» **Provided data**:
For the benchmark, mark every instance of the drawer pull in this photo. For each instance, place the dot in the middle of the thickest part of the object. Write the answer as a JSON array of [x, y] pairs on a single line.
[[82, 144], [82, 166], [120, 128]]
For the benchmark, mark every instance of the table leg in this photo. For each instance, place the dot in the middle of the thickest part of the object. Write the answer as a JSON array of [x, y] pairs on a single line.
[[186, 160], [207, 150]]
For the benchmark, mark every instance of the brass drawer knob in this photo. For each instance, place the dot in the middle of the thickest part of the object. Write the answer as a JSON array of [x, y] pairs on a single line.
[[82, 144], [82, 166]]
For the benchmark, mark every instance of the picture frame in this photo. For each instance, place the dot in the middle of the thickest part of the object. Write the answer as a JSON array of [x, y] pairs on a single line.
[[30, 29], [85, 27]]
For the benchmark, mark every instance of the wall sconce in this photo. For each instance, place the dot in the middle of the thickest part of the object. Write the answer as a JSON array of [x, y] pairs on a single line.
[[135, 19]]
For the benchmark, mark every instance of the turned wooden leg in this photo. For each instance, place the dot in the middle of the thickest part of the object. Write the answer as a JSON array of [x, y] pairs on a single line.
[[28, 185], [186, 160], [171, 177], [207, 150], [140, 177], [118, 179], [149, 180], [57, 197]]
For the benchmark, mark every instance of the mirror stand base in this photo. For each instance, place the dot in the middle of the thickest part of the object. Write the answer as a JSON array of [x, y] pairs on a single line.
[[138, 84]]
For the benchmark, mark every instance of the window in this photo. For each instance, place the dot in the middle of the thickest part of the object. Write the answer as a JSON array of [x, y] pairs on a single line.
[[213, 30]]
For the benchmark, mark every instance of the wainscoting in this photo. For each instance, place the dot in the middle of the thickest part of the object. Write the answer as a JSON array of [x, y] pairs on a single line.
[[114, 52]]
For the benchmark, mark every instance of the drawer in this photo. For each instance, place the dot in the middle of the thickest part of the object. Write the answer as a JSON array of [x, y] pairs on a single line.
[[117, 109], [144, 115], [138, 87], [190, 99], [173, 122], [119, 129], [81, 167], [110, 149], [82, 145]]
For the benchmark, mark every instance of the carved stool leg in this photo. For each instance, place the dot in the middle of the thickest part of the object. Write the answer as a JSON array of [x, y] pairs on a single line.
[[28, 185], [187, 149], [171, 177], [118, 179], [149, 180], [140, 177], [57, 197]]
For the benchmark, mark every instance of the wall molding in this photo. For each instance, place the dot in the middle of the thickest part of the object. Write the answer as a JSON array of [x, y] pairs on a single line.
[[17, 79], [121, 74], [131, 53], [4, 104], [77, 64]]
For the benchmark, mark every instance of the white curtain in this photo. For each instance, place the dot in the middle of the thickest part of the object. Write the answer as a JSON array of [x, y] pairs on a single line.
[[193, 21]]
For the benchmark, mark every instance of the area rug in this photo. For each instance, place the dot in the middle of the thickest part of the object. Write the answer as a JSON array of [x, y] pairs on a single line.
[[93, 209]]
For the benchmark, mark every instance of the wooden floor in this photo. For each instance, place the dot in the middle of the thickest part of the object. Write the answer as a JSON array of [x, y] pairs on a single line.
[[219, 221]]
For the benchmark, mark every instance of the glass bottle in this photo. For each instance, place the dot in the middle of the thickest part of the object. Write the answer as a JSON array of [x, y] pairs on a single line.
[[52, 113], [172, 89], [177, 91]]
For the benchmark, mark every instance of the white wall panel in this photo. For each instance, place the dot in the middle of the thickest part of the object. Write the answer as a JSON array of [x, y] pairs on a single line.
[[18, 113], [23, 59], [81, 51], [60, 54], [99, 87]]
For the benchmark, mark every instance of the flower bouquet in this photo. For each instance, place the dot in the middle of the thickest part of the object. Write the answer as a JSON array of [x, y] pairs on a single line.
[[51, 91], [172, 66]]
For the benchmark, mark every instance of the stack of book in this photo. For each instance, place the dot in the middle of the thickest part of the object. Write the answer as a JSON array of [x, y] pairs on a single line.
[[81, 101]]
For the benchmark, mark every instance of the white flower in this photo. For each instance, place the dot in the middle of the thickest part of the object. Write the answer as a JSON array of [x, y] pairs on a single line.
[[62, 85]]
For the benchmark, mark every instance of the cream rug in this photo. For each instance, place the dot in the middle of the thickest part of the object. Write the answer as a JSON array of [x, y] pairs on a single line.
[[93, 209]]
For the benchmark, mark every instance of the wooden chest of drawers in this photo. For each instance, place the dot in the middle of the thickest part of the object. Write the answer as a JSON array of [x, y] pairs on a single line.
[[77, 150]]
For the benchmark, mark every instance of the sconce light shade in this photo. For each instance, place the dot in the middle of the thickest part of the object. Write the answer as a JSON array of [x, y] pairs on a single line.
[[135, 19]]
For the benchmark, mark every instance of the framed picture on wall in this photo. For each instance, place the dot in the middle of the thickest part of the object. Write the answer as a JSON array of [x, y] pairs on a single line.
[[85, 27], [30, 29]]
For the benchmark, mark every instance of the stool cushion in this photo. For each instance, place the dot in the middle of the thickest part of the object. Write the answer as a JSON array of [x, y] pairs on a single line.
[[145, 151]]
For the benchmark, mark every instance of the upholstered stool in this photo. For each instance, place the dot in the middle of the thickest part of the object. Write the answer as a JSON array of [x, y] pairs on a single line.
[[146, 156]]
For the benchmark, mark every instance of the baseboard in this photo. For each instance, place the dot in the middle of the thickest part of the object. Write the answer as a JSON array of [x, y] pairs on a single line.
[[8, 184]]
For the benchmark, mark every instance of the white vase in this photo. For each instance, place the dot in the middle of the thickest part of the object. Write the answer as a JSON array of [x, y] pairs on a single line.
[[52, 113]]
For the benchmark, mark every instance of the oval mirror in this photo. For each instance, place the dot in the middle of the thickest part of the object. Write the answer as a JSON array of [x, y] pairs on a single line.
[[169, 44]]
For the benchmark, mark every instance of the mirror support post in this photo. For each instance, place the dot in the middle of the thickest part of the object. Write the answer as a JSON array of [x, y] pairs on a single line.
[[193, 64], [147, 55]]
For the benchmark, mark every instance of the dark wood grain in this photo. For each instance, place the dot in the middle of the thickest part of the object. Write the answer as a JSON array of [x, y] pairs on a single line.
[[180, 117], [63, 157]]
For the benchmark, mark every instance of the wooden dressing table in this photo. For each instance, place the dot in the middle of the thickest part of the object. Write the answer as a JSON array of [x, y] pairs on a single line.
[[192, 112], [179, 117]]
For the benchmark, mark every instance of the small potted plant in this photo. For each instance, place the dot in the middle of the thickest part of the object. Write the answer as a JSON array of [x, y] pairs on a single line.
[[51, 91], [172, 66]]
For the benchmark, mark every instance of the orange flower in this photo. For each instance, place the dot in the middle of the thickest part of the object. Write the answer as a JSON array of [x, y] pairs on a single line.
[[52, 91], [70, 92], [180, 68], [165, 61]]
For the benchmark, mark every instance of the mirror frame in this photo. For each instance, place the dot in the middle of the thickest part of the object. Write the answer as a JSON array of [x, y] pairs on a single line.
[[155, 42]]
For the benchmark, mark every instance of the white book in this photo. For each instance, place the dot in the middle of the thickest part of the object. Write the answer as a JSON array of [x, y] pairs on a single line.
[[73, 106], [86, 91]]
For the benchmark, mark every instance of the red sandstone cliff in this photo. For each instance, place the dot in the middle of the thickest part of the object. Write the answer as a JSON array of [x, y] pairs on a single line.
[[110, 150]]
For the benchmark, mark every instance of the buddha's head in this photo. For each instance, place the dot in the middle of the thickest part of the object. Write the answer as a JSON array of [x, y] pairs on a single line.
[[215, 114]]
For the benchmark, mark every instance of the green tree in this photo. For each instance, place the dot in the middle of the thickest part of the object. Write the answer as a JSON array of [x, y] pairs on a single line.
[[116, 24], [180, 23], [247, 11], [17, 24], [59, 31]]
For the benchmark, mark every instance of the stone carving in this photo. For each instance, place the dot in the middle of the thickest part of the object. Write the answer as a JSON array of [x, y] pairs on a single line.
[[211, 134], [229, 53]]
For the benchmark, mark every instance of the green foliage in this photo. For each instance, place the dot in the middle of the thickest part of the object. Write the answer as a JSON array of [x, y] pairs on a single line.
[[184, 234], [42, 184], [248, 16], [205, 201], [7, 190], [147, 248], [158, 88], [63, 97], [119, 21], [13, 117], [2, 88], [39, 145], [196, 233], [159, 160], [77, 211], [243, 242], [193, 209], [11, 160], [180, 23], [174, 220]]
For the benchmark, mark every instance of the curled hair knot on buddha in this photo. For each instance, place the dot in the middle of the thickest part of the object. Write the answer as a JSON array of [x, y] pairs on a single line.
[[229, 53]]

» **Instructions to follow**:
Starting at the line that contains "For the benchmark, mark every instance of the red" and continuing through the end of the data, write those lines out again with "sandstone" changed to "granite" and everything else left the same.

» **The reply**:
For the benchmark, mark every instance of the red granite cliff in this photo. For each instance, place the dot in the middle of the thickest part of the object. Write the answer as a JSON array of [x, y] pairs on a single line.
[[110, 150]]
For the benchmark, mark every instance of the buddha's head in this photo. For each instance, place the dot in the middle of the thickest part of the object. Write the answer as a JSON array of [x, y] pairs on a single line.
[[215, 114]]
For the benchmark, mark every instance of the green tree in this photo. For each instance, place the dot in the middle of the thickest part of the object. Write the answer as a JSON array of [x, y] pairs on a single line.
[[116, 24], [180, 23], [247, 11], [17, 24], [59, 31]]
For the benchmark, mark every instance of the stone carving in this photo. For each instance, place the dot in the middle of the thickest part of the object. Write the answer as a JSON array of [x, y] pairs on a single line.
[[211, 134], [229, 53]]
For the benchmark, mark every instance of the green foliage in this photo. For each instance, place the dot in the middle of the thickest part of the object. Write the answer as a JSON array of [x, y] pairs on a single line.
[[184, 234], [42, 184], [248, 16], [205, 201], [7, 190], [147, 248], [158, 88], [63, 97], [119, 21], [13, 117], [2, 88], [39, 145], [196, 233], [159, 160], [77, 211], [243, 242], [193, 209], [11, 160], [180, 23], [174, 220]]
For the benchmark, mark every instance of the curled hair knot on buddha in this photo. For each instance, place the dot in the middle of the thickest part of the object. Write the answer as a JSON array of [x, y] pairs on a single line.
[[229, 53]]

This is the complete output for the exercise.